## SELECTED TEXT
◇ ◇ ◇

But one ADVANTAGE of such delay is that David Heiser has already
said many of the things I would have said in his post, especially his
DH> Then on the other hand "practical signidicance" has no
DH> "standard", so we and deluged by papers reporting all kinds
DH> of invented tests, weird ideas, invented ways to get something
DH> out of a PCA, etc. Oh welll, it keeps all the periodical
DH> happy with all the subscribers who pay for this nonsense.
"Practical usefulness", by its very nature, is a highly subjective
that is not subject to any quantification "standards" that are
contrived "nonsense" -- that's good technical term for it. :-)
I don't really have much to add ... but I'll do a quick read through
to see your disagreements.
> > Cohen's d appears to be nothing more than a TEST STATISTIC
> > used to determine the "statistical significance" or a test.
It looked like a test statistic, but I KNOW it's nonsense from general
consideration of my paragraphs and David's paragraph above.
> Cohen's (1988) book on Statistical Power provide
> a rule to the interpretation of what can be called a "Small",
> "Medium" or "Large" effect size.
Do you REALLY think those rules have any PRACTICAL usefulness?
> Large effect size : Cohen's d = .8 (approx. to r = .38),
> Medium effect size : Cohen's d = .5 (approx. r = .25),
> Small effect size : Cohen's d = .2 (approx. r = .15).
Can I write a paper to refine that? I think if the two digits are the
same, such as .33, .44, .55, they are much more useful effect
sizes because they can be correlated to SHOE sizes of 3, 4, 5,
etc. I've never seen any shoe size of .38, have you?
Then there are PRIME sizes, such as .13, .17, .41, etc. that
are clearly more practically useful than numbers that can be
factored into other numbers.
I think Cohen has really opened up a new field, that may be
called Numerological Statistics, that goes hand-in-hand with
his other theories, which I heard he called Type-2 a probability, :-)
What have you been smoking? Are you saying some study was called
off because the correlations were like .02 and that makes .02 useful
because it stops further wasted efforts?
When it comes to correlation, ALL correlations are practically USELESS.
It doesn't really matter if its .02, or .2, or .98, there are ALWAYS
(more USEFUL ways of expressing the same information by using
For that reason, the more I look at the ABUSE in the use of
the more appreciate Tukey's saying something to the effect that using
correlations is like "sweeping dirt under the rug WITH A VENGEANCE"
-- it is far worse than hiding dirt.
So, we'll forever disagree on our opinion about correlations.

◇ ◇ ◇

## RECORDS PROVIDED

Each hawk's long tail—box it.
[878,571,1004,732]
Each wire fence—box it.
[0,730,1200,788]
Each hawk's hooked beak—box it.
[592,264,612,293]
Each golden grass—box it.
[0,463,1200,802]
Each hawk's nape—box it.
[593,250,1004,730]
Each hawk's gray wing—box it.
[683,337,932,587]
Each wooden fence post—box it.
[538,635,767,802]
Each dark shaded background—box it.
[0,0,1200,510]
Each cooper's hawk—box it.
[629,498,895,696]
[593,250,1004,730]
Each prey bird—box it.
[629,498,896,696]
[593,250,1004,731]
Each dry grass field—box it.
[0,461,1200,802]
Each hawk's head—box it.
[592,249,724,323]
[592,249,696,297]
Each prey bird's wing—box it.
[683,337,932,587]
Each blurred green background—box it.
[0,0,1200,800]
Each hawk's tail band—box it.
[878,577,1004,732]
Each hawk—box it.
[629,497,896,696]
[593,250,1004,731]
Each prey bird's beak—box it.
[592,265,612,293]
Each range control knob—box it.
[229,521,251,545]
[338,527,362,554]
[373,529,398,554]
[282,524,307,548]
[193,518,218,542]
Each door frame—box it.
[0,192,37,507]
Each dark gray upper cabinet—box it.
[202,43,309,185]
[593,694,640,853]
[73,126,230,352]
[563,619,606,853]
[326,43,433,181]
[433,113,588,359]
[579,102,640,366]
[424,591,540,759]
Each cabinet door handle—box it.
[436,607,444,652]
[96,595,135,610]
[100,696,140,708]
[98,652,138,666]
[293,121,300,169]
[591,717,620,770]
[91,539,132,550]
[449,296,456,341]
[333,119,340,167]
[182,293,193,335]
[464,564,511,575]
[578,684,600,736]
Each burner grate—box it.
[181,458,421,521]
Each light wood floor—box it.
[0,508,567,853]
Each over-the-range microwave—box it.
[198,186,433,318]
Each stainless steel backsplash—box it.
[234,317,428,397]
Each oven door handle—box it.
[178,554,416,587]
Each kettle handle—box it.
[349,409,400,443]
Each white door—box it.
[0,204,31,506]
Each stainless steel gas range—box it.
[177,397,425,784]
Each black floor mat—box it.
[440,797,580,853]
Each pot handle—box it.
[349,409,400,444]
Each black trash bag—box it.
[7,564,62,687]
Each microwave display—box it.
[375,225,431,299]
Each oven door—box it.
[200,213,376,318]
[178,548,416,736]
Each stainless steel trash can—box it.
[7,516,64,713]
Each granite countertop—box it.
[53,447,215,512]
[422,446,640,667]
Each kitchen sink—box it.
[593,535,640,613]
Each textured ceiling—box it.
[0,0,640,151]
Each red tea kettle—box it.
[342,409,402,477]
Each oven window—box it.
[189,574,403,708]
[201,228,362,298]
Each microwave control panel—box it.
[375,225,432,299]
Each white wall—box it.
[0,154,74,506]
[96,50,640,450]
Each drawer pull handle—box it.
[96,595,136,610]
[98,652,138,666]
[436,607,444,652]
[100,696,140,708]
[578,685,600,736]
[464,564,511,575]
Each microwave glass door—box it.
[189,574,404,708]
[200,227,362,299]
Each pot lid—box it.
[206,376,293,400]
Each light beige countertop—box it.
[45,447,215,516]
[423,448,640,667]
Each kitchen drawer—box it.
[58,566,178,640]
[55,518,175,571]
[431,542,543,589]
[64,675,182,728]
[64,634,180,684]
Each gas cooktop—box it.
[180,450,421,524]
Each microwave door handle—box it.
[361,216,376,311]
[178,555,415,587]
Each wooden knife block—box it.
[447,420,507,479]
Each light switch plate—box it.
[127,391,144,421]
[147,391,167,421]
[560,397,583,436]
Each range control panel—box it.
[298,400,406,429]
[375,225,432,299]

◇ ◇ ◇

## TASK
The forum thread above quotes a rule from Cohen's book on Statistical Power. List each effect size category in that rule with its Cohen's d value and approximate r value.

## WRITTEN REPLY
- Large effect size: Cohen's d = .8 (approx. r = .38)
- Medium effect size: Cohen's d = .5 (approx. r = .25)
- Small effect size: Cohen's d = .2 (approx. r = .15)